* start *

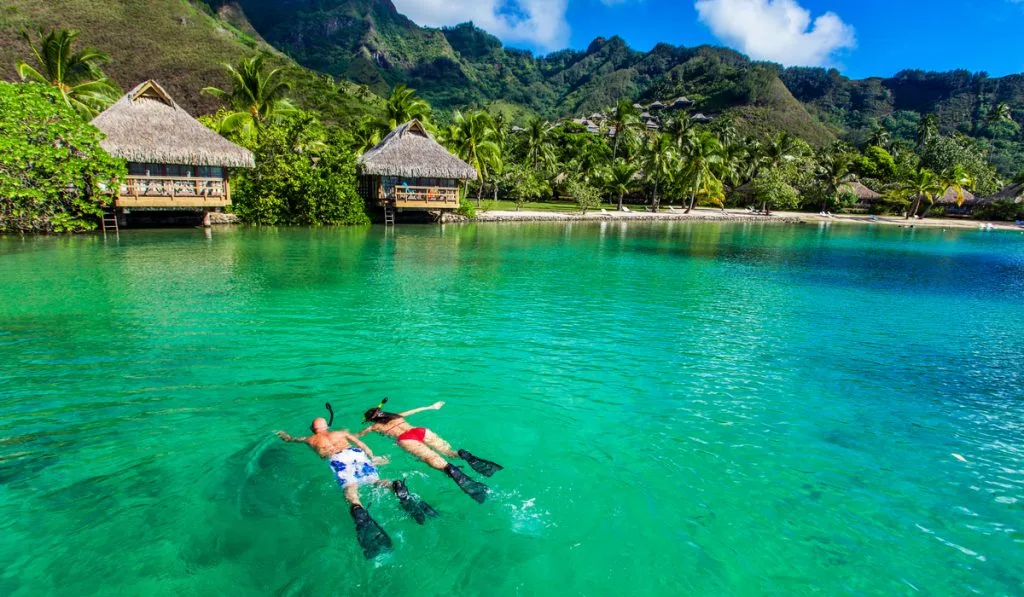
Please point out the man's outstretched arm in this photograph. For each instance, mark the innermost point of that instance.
(434, 407)
(284, 435)
(358, 443)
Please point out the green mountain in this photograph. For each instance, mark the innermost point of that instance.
(367, 46)
(180, 43)
(369, 42)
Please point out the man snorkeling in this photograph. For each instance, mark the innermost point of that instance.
(353, 466)
(425, 444)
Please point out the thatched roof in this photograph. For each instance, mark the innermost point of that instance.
(410, 151)
(863, 194)
(146, 125)
(949, 198)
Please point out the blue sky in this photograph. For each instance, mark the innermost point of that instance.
(862, 39)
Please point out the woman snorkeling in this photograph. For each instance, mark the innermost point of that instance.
(425, 444)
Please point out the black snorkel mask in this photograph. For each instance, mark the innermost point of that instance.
(378, 409)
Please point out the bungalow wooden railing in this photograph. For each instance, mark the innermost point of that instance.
(426, 194)
(173, 186)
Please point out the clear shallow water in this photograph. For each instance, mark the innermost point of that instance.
(682, 409)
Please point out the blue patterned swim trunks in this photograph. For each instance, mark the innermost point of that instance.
(352, 466)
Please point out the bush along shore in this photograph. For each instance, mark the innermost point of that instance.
(54, 178)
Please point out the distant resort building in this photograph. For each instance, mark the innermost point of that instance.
(174, 162)
(409, 170)
(865, 197)
(1012, 194)
(948, 201)
(648, 116)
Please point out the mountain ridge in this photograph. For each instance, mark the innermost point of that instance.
(372, 44)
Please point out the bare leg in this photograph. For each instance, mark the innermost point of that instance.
(423, 453)
(434, 440)
(352, 495)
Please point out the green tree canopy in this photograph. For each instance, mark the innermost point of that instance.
(257, 97)
(53, 174)
(76, 75)
(302, 176)
(403, 105)
(773, 189)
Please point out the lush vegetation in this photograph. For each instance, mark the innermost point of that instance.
(181, 43)
(303, 175)
(53, 175)
(781, 138)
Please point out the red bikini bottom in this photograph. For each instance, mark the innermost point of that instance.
(414, 434)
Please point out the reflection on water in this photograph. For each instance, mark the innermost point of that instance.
(681, 409)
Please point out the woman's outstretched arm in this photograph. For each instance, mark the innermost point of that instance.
(434, 407)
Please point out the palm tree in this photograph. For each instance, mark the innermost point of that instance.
(923, 184)
(658, 163)
(680, 130)
(76, 75)
(704, 155)
(833, 172)
(738, 164)
(620, 178)
(956, 178)
(256, 97)
(538, 135)
(403, 105)
(624, 119)
(780, 150)
(928, 129)
(475, 142)
(366, 135)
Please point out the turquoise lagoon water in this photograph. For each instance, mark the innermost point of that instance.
(682, 409)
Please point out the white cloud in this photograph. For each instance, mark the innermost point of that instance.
(541, 23)
(776, 30)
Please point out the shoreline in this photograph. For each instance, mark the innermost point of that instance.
(733, 215)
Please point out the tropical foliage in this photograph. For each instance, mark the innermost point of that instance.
(258, 96)
(54, 177)
(77, 75)
(302, 176)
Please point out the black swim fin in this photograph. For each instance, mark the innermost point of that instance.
(372, 538)
(416, 507)
(474, 489)
(484, 467)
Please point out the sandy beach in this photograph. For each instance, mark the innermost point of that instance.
(710, 214)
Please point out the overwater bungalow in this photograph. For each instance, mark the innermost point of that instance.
(948, 201)
(409, 170)
(865, 196)
(174, 162)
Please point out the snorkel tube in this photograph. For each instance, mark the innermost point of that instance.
(366, 419)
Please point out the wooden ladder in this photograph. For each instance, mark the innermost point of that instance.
(110, 220)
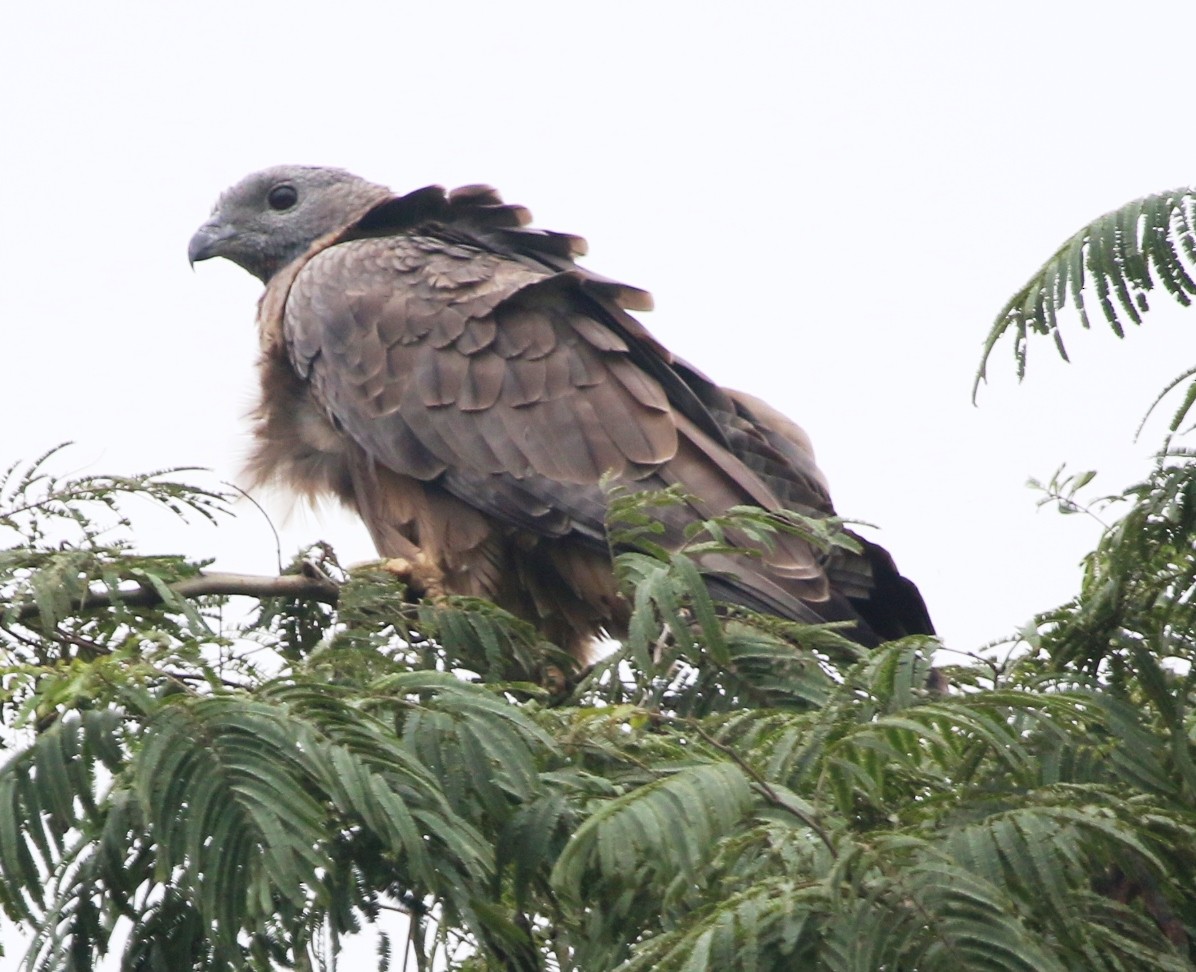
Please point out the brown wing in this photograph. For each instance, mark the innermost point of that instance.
(516, 383)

* end *

Short problem:
Rewrite all of the lines above as a numbered list, skipping any blank lines and leaving out the pictures.

Completed task:
1. Please point out the man's outstretched arm in this photograph. For each instance, mark the innermost point of that instance.
2. (434, 407)
3. (284, 435)
4. (358, 443)
5. Please point out the green mountain in this photograph. For each instance, mark the innermost point of that instance.
6. (367, 46)
7. (180, 43)
8. (369, 42)
9. Please point out the man snorkeling in this photograph. For each instance, mark the innermost point of that instance.
10. (353, 466)
11. (425, 444)
12. Please point out the thatched roof in this photograph. For each instance, mark the innermost point of that instance.
13. (410, 151)
14. (863, 194)
15. (146, 125)
16. (949, 198)
17. Please point out the blue sky in this photograph. For each instance, mark the innermost point of that instance.
18. (862, 39)
19. Please point out the woman snorkeling in this photograph. For each instance, mark the innermost point of that instance.
20. (425, 444)
21. Please point out the black snorkel mask in this photograph. For each instance, mark the innermost point of that instance.
22. (378, 409)
23. Please point out the bungalow wooden railing in this photograph. For each instance, mark the innermost point of that instance.
24. (426, 194)
25. (173, 186)
26. Please point out the clear shallow water in this photograph. For each instance, mark the innermost point of that instance.
27. (682, 409)
28. Please point out the blue patterned swim trunks in this photograph. For each instance, mark the innermost point of that instance.
29. (352, 466)
30. Please point out the bush along shore in this photograph. For each instance, mark the innermost point of that instance.
31. (54, 178)
32. Please point out the distant resort building in this photograph. For each instance, mark the innermost point of that instance.
33. (174, 162)
34. (409, 170)
35. (865, 197)
36. (1012, 194)
37. (948, 201)
38. (648, 116)
39. Please point out the mountain ridge in this photograph. For each instance, mark the innermost point of that instance.
40. (372, 44)
41. Please point out the bare leg in this photograph. For each instance, mark the innermost point of that instance.
42. (423, 453)
43. (434, 440)
44. (352, 495)
45. Please point out the green tree canopy in this photograph. For each instance, mark the innermost point of that instance.
46. (257, 97)
47. (53, 174)
48. (76, 75)
49. (302, 176)
50. (403, 105)
51. (773, 189)
52. Please point out the lush vegetation in this photograph. For each instance, mark the innermost point of that instance.
53. (181, 43)
54. (303, 175)
55. (53, 175)
56. (781, 138)
57. Please point out the red bikini bottom in this photograph. For each instance, mark the innermost point of that instance.
58. (414, 434)
59. Please point out the reflection on water in this photograph. For each instance, mark the innermost point of that instance.
60. (681, 409)
61. Please point out the woman's outstretched arm in this photograph. For each instance, mark the innermost point of that instance.
62. (434, 407)
63. Please point out the palm tree in this photograph. For each instance, mark the innermost point of that instance.
64. (923, 184)
65. (658, 163)
66. (680, 130)
67. (76, 75)
68. (704, 155)
69. (833, 172)
70. (738, 164)
71. (620, 178)
72. (956, 178)
73. (256, 97)
74. (538, 135)
75. (403, 105)
76. (624, 119)
77. (780, 150)
78. (928, 129)
79. (475, 142)
80. (366, 135)
81. Please point out the turquoise lagoon water in this photograph. For each instance, mark the innermost point of that instance.
82. (682, 409)
83. Please point out the white cloud in this photograph. For each instance, mark the innermost point of that instance.
84. (541, 23)
85. (776, 30)
86. Please point out the shoreline in this photograph. For each instance, mark the innermost point of that instance.
87. (733, 215)
88. Please point out the tropical foliage in this photograph. For each instance, mark the innermost point of that instance.
89. (258, 96)
90. (54, 177)
91. (77, 75)
92. (302, 176)
93. Please point out the black swim fin in this photograph. For each instance, mark the innermost point of that instance.
94. (372, 538)
95. (416, 507)
96. (474, 489)
97. (484, 467)
98. Please point out the sandy beach in this photograph. For each instance, mark the innermost point of that instance.
99. (710, 214)
100. Please point out the overwater bungalow in this photograph. For each instance, mark the innermost point of that instance.
101. (948, 201)
102. (409, 170)
103. (865, 196)
104. (174, 162)
105. Please point out the snorkel tube in this photograph. For each instance, mark the innermost point of that instance.
106. (366, 419)
107. Please point out the wooden ladder in this photograph. For each instance, mark the innermost point of that instance.
108. (110, 220)
109. Please point out the brown wing in this photograph. For each instance, mark the innermost point of that instance.
110. (516, 383)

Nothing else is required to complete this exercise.